▶ Extract:
========================================================================
The rules of WFH
By Thomas R. Stutler
A virtual employee survival guide for security professionals
By Thomas R. Stutler
Whether the high number of virtual employees due to COVID-19 causes a paradigm shift remains to be seen.
Until then, security and life safety professionals need to assume traditional office employees will be working at home well into the year 2021.
This article will cover five areas to consider related to virtual employee safety and security, as well as provide suggestions to minimize legal risks. A bonus challenge is championing change now when your traditional office employees were turned into virtual employees unexpectedly back in March in an unprecedented way.
Let’s begin this journey with an optional primer to level set. The government uses the term “teleworking” for people who perform office duties from outside the traditional office. Teleworkers maintain contact with work and essentially perform their job using the internet and a telephone. Security professionals are encouraged to learn the difference between a traditional office employee working temporarily from home during a global pandemic, and a designated teleworking employee who has no workspace at the business. The Ministry of Labour, the Canada Revenue Agency and the law does treat these employees differently, so make sure your proposed guidance aligns with your legal and accounting opinions.
For our purposes, all employees working at home pursuant to COVID-19 will be called virtual employees.
========================================================================
▶ Stored data:
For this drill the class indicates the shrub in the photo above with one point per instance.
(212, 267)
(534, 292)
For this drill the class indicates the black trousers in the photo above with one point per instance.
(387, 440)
========================================================================
▶ What you need to do:
1 – Repeat the stretch of the work-from-home article from "Let’s begin this" through "and accounting opinions.", word for word.
2 – Please carry on the work-from-home article, picking up after its last sentence.

▶ Responses per task:
1 –
Let’s begin this journey with an optional primer to level set. The government uses the term “teleworking” for people who perform office duties from outside the traditional office. Teleworkers maintain contact with work and essentially perform their job using the internet and a telephone. Security professionals are encouraged to learn the difference between a traditional office employee working temporarily from home during a global pandemic, and a designated teleworking employee who has no workspace at the business. The Ministry of Labour, the Canada Revenue Agency and the law does treat these employees differently, so make sure your proposed guidance aligns with your legal and accounting opinions.

2 –
If your company is new to using virtual employees, they probably do not have all the governance and guidelines in place to address the relevant health, safety and security practices and risk. At minimum, your company should create (or update) and publish a teleworking policy and standard; consider a formal agreement between employer and the virtual employee; publish guidelines for people managers on supervision and performance monitoring; consider an agreement that addresses equipment and furniture used by the virtual employee; and provide clarity on administrative details such as hours of work being rigid or flexible. Existing governance such as the Code of Conduct should also reflect the new normal. For applicable companies, your operating documents may need to be developed within the provisions of relevant collective bargaining agreements and translated into different languages. Bienvenue dans la nouvelle normalité.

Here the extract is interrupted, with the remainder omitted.